Starting at the first line, reproduce the listing below in full, exactly as given.
[Start of section]
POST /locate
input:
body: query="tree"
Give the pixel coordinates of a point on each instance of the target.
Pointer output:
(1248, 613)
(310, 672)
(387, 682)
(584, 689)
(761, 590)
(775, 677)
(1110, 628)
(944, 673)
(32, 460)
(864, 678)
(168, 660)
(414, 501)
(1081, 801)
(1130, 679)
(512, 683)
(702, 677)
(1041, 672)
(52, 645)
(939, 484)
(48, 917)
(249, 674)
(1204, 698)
[End of section]
▸ Solution to this problem:
POST /locate
input:
body: query="tree"
Give the pixel coordinates of a point on each instance of the target.
Pointer output:
(1248, 613)
(310, 672)
(387, 682)
(584, 689)
(761, 590)
(775, 677)
(1110, 628)
(944, 673)
(32, 460)
(864, 678)
(168, 660)
(414, 501)
(1081, 801)
(1130, 679)
(512, 683)
(702, 677)
(1041, 672)
(52, 645)
(939, 484)
(48, 917)
(249, 674)
(1204, 698)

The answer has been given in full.